本文抜粋:
"""

指導に従わないなどの悪質な違反者に対しては、農林水産大臣が指示に従うよう命令(裏付け命令)をし、その命令に従わなかった場合、罰則(1年以下の懲役、50万円以下の罰金等)が適用される。(漁業法第191条)
クロマグロ規制の歴史
クロマグロについては、日本が加盟する中西部太平洋まぐろ類委員会(WCPFC)が15年から資源保護の観点で各国・地域に対して漁獲量規制を導入しており、これを受け漁業者に対しては厳しい規制が行われてきた。
一方、これまで緩やかな協力要請がされていた遊漁に関しては、21年6月からクロマグロ小型魚(30kg未満)の採捕が禁止になったのに続いての禁止措置で、今期の4分の1に満たない期間での打ち止めに遊漁者からは不満の声も上がっているとのこと。

"""

課題 1: クロマグロ規制に関する本文によると、遊漁におけるクロマグロ小型魚(30kg未満)の採捕は、いつから禁止されているか。
課題 2: クロマグロ規制に関する本文のうち、「指導に従わないなどの悪質な違」から始まり「は厳しい規制が行われてきた。」で終わる部分を書き写せ。

データセット:
"""

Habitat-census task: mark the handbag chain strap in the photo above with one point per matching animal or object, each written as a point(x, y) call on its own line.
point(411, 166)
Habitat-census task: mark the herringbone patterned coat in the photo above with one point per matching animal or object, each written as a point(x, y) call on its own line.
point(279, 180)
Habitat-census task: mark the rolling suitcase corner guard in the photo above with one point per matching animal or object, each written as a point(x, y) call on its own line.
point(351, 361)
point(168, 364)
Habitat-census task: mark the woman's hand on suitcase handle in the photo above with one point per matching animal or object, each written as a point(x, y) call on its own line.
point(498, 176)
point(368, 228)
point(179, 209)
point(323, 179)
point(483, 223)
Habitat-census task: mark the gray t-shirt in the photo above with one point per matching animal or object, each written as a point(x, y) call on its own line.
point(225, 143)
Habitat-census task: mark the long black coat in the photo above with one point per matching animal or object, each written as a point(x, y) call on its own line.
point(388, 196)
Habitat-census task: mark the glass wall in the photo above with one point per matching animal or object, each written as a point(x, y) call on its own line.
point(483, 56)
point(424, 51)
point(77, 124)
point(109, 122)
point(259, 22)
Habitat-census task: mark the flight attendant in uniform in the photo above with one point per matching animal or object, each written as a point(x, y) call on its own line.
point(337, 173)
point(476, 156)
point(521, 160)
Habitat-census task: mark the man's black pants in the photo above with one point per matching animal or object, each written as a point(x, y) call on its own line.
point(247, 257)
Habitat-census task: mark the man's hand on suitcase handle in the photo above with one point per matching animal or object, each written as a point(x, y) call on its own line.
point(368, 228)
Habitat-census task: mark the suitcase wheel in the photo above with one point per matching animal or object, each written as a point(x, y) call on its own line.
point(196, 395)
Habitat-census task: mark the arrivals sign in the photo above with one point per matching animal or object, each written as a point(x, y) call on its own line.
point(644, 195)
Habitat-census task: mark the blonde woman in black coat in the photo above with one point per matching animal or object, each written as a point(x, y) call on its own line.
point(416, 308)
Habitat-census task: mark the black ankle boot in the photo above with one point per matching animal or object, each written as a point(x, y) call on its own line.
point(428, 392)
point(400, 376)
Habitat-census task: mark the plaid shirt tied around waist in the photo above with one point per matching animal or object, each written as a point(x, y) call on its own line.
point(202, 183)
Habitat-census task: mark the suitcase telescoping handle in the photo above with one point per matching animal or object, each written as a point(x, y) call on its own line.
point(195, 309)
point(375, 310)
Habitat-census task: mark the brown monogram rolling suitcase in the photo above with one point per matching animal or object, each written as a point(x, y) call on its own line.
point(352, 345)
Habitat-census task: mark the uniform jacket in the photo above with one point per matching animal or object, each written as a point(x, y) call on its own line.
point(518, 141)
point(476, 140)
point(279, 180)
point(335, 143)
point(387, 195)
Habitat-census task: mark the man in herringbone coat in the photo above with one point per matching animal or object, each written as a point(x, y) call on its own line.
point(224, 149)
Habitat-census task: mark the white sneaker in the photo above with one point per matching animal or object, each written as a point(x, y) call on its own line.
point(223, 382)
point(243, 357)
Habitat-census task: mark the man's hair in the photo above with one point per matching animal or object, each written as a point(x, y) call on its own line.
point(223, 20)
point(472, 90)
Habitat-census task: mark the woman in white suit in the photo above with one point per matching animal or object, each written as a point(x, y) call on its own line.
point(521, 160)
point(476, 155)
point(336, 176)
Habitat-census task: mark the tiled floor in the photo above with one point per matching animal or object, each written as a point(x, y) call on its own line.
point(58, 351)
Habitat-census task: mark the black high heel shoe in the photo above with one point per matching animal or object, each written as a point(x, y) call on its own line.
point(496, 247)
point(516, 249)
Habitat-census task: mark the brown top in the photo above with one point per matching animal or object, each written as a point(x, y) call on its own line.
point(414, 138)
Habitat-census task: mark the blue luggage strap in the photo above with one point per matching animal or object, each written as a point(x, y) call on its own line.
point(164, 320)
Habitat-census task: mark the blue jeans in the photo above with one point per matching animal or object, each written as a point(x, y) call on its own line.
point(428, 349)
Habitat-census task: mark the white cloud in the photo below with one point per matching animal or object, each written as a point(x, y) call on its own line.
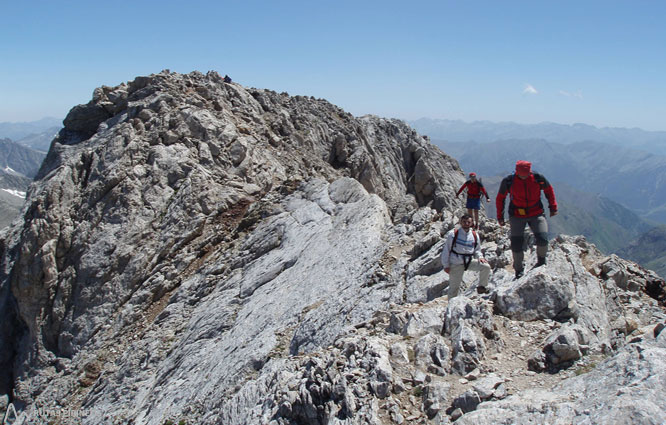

"""

解答 1: 21年6月から禁止されている。

解答 2:
指導に従わないなどの悪質な違反者に対しては、農林水産大臣が指示に従うよう命令(裏付け命令)をし、その命令に従わなかった場合、罰則(1年以下の懲役、50万円以下の罰金等)が適用される。(漁業法第191条)
クロマグロ規制の歴史
クロマグロについては、日本が加盟する中西部太平洋まぐろ類委員会(WCPFC)が15年から資源保護の観点で各国・地域に対して漁獲量規制を導入しており、これを受け漁業者に対しては厳しい規制が行われてきた。